-- BEGIN TASK MATERIAL --

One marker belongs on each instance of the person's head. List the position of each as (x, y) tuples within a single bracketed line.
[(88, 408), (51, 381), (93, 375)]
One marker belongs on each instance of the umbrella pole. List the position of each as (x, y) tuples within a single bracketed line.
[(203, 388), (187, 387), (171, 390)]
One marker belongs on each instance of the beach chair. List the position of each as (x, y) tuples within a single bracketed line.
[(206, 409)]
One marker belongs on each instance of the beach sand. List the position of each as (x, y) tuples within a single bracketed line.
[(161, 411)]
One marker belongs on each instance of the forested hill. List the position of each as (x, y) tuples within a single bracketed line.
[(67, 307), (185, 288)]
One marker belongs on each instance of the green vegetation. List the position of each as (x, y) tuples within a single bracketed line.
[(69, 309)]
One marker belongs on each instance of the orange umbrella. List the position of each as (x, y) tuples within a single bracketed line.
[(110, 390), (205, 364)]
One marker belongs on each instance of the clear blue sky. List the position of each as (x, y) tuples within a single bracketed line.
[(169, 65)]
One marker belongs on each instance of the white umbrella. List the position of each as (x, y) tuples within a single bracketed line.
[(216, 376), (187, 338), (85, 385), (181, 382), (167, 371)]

-- END TASK MATERIAL --

WHAT YOU SHOULD DO> Present the data from the line with "One marker belongs on each instance of the white" through the end of the data as a numbered list, omitting blank lines.

COMPLETE ANSWER>
1. One marker belongs on each instance of the white umbrella. List the position of each as (x, y) tuples within a single bracketed line.
2. [(216, 376), (187, 338), (85, 385), (181, 382), (167, 371)]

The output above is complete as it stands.